Texto de origem ::
########
Mas o culto a Deus e a unidade de ação dependem fundamentalmente da
centralização de decisões e de orientação específica. Da mesma
maneira, nada melhor do que o discipulado, que é a única forma possível de
garantir a obediência às ordens divinas, havendo a necessária descentralização,
para o governo eficiente.
Podemos, portanto, afirmar que a
vontade de Deus na Igreja é a centralização para o culto e a descentralização
no governo e na ação.
O QUE É DISCIPULADO
Para Moisés, o conselho do sogro, de escolher
anciãos que com ele dividissem a responsabilidade sobre o povo (Êxodo 18.
21-26), teve o respaldo divino (Números 11.16), de forma que entendemos ser a
delegação de responsabilidades bem vista aos olhos de Deus. O próprio governo
do Rei Jesus sobre a terra no milênio adotará esse tipo de organização, quando
uns receberão autoridade sobre 5 cidades, outros sobre 10 e assim por diante (Lc
19. 17-19). Quanto a Israel, a organização do povo era bem clara (Dt 1. 13-15).
########
(Registros de marcação de pontos)
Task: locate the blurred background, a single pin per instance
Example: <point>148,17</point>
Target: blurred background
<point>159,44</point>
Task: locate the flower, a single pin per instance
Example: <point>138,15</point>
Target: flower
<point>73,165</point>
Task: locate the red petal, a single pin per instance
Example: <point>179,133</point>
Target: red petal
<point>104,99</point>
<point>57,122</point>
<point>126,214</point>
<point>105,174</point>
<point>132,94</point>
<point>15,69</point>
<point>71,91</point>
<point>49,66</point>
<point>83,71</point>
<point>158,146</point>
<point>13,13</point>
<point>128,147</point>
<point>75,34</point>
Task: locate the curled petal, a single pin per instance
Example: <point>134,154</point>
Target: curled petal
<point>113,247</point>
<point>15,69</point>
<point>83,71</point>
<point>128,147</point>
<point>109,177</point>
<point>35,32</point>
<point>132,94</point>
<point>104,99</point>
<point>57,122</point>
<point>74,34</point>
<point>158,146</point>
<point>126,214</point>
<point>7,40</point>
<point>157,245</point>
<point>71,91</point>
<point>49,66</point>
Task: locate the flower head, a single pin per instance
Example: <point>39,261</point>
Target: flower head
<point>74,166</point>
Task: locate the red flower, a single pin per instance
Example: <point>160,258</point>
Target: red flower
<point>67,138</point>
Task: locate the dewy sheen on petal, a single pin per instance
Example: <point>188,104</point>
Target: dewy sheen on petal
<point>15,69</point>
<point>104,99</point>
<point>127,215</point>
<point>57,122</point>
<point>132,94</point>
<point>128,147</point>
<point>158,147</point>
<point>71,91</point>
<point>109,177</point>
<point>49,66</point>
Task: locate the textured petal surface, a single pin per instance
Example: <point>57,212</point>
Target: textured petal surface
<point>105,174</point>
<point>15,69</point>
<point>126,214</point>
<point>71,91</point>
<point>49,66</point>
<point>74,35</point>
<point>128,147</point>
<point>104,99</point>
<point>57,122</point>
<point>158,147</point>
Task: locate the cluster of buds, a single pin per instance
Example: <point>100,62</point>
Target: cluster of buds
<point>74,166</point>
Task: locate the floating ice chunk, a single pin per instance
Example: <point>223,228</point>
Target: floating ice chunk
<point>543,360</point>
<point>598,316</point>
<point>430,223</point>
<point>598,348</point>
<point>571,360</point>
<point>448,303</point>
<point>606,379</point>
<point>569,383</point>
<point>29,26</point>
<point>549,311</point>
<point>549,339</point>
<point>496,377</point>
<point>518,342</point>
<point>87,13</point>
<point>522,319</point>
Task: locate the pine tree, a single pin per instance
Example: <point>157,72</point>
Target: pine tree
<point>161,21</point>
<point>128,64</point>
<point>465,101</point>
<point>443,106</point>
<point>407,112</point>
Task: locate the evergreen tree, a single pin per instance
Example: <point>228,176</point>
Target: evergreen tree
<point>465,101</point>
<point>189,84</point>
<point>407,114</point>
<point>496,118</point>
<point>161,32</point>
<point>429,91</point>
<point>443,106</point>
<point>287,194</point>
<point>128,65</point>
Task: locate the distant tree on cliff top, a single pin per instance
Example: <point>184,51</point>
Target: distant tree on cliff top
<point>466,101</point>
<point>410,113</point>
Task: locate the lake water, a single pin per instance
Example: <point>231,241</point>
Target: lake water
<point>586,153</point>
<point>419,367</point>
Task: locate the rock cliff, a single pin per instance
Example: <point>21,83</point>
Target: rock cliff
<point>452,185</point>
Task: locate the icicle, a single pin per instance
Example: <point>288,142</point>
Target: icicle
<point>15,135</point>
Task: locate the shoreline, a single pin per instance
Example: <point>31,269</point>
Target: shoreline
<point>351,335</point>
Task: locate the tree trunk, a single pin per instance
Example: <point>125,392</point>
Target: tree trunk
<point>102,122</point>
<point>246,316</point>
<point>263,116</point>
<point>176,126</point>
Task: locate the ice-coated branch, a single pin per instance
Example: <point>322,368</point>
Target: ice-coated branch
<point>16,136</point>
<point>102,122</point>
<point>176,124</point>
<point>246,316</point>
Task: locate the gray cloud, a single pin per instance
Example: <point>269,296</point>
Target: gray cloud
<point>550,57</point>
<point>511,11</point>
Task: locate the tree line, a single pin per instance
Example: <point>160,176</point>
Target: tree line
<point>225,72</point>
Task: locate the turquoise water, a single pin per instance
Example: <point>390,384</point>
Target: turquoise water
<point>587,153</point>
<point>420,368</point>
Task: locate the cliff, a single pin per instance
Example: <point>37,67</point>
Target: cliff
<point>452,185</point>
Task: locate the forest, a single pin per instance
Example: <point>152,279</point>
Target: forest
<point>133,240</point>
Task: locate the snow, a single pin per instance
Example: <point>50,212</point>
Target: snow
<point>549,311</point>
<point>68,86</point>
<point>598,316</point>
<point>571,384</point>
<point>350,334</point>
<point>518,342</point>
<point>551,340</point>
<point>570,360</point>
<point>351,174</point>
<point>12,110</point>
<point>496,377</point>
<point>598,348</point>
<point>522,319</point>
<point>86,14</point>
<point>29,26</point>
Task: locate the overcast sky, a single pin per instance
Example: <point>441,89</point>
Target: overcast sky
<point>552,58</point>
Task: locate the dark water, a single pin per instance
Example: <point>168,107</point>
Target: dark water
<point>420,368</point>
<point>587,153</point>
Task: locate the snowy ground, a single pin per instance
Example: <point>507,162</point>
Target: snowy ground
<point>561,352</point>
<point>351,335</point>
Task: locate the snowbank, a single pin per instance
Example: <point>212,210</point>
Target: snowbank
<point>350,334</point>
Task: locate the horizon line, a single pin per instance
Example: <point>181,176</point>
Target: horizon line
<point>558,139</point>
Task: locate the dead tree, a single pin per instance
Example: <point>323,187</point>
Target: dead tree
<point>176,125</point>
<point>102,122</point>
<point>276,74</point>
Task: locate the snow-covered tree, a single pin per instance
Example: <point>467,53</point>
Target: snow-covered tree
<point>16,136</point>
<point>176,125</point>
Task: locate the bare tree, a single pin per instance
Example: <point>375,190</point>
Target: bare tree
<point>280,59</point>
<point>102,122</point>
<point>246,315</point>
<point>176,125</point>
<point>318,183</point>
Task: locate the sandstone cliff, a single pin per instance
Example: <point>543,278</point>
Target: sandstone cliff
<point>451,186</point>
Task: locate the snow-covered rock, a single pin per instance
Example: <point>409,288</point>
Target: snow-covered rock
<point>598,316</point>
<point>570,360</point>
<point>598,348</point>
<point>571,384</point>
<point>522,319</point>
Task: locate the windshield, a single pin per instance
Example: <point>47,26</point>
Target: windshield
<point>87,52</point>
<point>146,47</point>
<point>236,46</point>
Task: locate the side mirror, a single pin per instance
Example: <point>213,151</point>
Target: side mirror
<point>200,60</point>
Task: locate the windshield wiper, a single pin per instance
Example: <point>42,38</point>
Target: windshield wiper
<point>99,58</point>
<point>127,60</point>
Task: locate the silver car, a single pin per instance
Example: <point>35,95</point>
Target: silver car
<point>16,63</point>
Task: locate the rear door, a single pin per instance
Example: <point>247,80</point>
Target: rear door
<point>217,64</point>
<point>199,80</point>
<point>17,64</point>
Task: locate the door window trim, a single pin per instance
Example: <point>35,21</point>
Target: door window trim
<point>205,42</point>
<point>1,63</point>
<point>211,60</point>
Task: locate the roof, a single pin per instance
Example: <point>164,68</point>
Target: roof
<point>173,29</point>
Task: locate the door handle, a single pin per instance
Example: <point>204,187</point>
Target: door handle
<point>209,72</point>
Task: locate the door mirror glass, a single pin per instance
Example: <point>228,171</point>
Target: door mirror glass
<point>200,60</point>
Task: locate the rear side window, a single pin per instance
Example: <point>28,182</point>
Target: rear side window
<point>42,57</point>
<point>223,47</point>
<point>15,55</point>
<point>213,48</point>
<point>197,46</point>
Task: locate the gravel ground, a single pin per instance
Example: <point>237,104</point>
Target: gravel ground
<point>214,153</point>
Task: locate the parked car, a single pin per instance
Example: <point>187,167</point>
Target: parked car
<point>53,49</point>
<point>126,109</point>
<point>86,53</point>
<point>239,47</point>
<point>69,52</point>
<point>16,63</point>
########
Exercício :: Dê prosseguimento ao texto sobre discipulado a partir da última frase apresentada.

Resposta ::
Havia chefes de 1000, de 100, de 50, e de 10. Os príncipes de cada tribo eram
os chefes de seus milhares. Não há dúvida de que o chefe de 50 tinha autoridade
sobre 5 chefes de 10, em geral de sua família. Dessa forma as ordens de Deus
aos líderes eram facilmente cumpridas por todos. Essa organização era bem
tipicamente militar. Presumia a hierarquia e a disciplina. Qualquer
rebelião contra os chefes de família era ensejo para aplicação da lei marcial
(a morte). Assim, os chefes eram obedecidos rigorosamente. E nada menos que
isso poderia ser tolerado se, se quisesse manter firme a unidade de comando em
todo o Israel. O próprio Deus aprovava essa organização militar. Ele se
auto-intitulava muitas vezes de “Senhor dos Exércitos”.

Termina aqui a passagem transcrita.